**SUPPLIED TEXT**
···
Our approach is aligned with recent computerized analyses of patients’ speech, demonstrating that these new methods are promising as objective ways to evaluate negative symptoms. Cohen et al. (2008) examined the feasibility and validity of measuring flat affect, alogia, and anhedonia using widely available acoustic and lexical-analytic software. The computer-based inflection and speech-rate measures of natural speech samples—from 14 patients with clinically rated flat affect, 46 patients without flat affect, and 19 healthy controls—significantly discriminated flat-affect patients from controls, and the computer-based measure of alogia and negative emotion significantly discriminated the flat and non-flat patients in the same sample. Cohen and colleagues (2012) also employed computerized acoustic analysis of speech produced by 48 outpatients with schizophrenia and mood disorders, showing that speech characteristics were significantly associated with severity of psychosis and negative symptoms. Our results add to this emerging field of research—computationally derived acoustic differences between the groups suggest that quantifying aprosody through audiorecorded speech may be useful in developing tools for measuring and monitoring this specific “negative symptom.”
Although values of each individual parameter across the five tasks tend to be highly correlated, it appears that different types of prompts for obtaining audiorecorded speech may in fact produce some differences across phonetic parameters. For example, whereas loudness appeared to be blunted equally across all of our tasks, variation in both pitch (F0) and F1 were blunted most obviously in the reading tasks, and reduced variation in F2 was most apparent in the two spontaneous speech tasks. Future development of computational linguistic measures may need to rely on several means of eliciting speech to fully capture the various underpinnings of aprosody.
Despite the modest correlations that we observed between medication dosage and phonetic parameters—suggesting that a higher dosage of antipsychotic is associated with a reduced variability in the pitch, F1, and F2, but not in intensity/loudness—we were not able to adjust for medication dosage as doing so would have reduced the sample size in half. This obviously represents a limitation when interpreting our results and future studies should fully consider the potential effects of medication dosage.
···
**GIVEN INFORMATION**
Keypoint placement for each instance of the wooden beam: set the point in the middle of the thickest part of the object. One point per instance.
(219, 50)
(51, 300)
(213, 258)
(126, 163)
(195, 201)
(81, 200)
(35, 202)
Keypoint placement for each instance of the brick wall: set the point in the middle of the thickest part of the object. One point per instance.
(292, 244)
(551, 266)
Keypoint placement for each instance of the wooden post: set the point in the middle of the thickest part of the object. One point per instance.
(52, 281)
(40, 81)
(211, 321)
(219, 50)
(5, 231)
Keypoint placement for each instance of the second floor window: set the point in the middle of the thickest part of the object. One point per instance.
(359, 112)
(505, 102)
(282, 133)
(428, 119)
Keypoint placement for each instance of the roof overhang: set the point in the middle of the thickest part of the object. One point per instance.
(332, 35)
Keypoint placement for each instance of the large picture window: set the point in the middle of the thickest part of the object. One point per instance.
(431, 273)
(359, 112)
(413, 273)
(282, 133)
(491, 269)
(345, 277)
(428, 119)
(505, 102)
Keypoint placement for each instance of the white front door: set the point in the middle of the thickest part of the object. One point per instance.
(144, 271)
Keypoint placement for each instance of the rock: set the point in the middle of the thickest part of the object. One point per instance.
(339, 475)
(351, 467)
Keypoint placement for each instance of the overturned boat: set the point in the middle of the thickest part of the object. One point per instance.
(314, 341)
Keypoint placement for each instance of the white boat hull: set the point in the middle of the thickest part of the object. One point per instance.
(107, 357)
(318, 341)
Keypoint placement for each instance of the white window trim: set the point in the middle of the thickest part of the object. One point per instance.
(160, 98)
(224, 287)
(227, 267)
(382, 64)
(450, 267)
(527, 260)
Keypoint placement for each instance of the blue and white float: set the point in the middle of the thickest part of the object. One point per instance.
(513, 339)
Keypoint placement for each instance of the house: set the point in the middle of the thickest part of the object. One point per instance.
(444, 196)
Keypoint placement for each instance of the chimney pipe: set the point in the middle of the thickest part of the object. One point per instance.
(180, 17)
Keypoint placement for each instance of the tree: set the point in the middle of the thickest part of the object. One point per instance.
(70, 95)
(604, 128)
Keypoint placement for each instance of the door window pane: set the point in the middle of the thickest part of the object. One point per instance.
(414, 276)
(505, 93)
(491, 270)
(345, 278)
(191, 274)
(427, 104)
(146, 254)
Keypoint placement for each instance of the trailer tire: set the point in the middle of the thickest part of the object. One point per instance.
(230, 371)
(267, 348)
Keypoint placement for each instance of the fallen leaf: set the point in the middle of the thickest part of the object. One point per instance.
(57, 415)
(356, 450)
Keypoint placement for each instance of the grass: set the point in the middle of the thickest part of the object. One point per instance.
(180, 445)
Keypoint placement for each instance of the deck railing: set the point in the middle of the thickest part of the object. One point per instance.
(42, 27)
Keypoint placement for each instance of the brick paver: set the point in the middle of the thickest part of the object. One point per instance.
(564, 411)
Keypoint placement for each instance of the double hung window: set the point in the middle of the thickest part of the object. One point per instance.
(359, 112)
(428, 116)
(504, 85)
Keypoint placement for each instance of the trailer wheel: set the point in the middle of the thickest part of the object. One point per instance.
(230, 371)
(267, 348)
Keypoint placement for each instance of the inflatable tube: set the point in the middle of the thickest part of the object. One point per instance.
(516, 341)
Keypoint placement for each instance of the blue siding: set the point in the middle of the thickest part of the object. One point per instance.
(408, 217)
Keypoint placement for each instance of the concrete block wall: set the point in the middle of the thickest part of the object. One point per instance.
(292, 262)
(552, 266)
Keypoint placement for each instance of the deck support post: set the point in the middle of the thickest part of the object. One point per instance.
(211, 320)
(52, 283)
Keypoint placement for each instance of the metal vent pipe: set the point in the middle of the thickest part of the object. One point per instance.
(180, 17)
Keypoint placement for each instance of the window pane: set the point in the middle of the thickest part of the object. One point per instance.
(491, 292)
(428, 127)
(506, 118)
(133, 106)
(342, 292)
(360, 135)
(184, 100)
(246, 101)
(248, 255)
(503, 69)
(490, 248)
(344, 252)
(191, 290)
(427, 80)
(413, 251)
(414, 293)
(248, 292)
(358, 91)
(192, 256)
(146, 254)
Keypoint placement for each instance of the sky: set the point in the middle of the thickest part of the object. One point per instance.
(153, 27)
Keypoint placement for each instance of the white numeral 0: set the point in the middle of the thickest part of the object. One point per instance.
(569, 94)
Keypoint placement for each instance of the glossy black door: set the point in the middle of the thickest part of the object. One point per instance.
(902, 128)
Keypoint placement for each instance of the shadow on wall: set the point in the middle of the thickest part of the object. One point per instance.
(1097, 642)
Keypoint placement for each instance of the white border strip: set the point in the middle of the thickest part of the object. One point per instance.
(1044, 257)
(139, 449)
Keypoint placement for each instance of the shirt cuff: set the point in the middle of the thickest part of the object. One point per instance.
···
**TASKS TO PERFORM**
1. In the text on speech analysis, how many outpatients' speech did Cohen and colleagues (2012) analyze?
2. Please rewrite the paragraph of the speech-analysis text that begins "Although values of each individual parameter" as a short list, keeping its main facts.
Answer from the text alone.

**SOLUTION LIST**
1. 48 outpatients with schizophrenia and mood disorders.

2.
- Each parameter's values are highly correlated across the five tasks, but different prompts for recorded speech may produce some differences across phonetic parameters.
- Loudness was blunted about equally in all tasks.
- Variation in pitch (F0) and F1 was blunted most clearly in the reading tasks.
- Reduced variation in F2 was most apparent in the two spontaneous speech tasks.
- Future computational linguistic measures may need several ways of eliciting speech to fully capture what underlies aprosody.